Copy the data below word for word, starting with the line that contains "TARGET = blue surgical mask" and continuing through the final line of the data, with both of those lines included.

[Data for this task]
##############################

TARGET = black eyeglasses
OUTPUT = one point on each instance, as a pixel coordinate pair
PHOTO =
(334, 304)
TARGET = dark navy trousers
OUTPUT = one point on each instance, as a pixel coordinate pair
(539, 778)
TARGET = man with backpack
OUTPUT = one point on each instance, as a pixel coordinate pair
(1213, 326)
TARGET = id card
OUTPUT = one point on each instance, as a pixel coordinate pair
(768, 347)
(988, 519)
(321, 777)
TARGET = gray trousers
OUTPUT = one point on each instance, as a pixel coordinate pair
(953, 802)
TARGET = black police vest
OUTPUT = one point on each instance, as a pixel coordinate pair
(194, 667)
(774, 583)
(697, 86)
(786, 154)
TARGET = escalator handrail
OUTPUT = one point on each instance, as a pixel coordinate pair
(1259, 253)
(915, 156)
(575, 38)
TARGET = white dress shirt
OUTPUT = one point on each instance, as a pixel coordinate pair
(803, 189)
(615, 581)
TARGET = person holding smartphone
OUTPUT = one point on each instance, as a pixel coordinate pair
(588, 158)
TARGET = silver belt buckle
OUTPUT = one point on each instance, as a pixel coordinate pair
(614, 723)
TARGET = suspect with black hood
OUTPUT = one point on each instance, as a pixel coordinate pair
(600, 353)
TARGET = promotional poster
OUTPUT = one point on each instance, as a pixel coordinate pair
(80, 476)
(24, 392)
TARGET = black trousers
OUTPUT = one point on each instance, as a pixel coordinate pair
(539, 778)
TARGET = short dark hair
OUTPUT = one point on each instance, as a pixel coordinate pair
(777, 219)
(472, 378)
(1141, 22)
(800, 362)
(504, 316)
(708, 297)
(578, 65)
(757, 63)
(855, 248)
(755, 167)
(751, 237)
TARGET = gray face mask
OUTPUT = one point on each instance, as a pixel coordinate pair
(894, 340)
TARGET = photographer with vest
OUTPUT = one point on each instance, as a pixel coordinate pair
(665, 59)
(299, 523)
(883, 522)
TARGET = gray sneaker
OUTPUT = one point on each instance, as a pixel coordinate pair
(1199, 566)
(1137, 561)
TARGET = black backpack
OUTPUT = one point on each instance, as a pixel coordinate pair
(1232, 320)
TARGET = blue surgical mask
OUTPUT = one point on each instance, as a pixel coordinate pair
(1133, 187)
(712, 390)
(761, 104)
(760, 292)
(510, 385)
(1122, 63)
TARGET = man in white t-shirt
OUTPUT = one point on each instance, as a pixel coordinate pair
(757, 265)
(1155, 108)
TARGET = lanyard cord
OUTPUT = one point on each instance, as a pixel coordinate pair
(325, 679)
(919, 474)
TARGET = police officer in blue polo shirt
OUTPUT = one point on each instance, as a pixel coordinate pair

##############################

[Complete answer]
TARGET = blue surgical mask
OUTPUT = one point on each instance, as a pixel coordinate pair
(1133, 187)
(712, 390)
(761, 104)
(760, 292)
(510, 385)
(1122, 63)
TARGET = man in white t-shirt
OUTPUT = one point on each instance, as a pixel coordinate pair
(757, 265)
(1155, 108)
TARGET = lanyard cord
OUTPUT = one point on each instance, as a pixel coordinate pair
(325, 679)
(919, 474)
TARGET = police officer in blue polo shirt
OUTPUT = one point on each instance, as a pixel coordinate pair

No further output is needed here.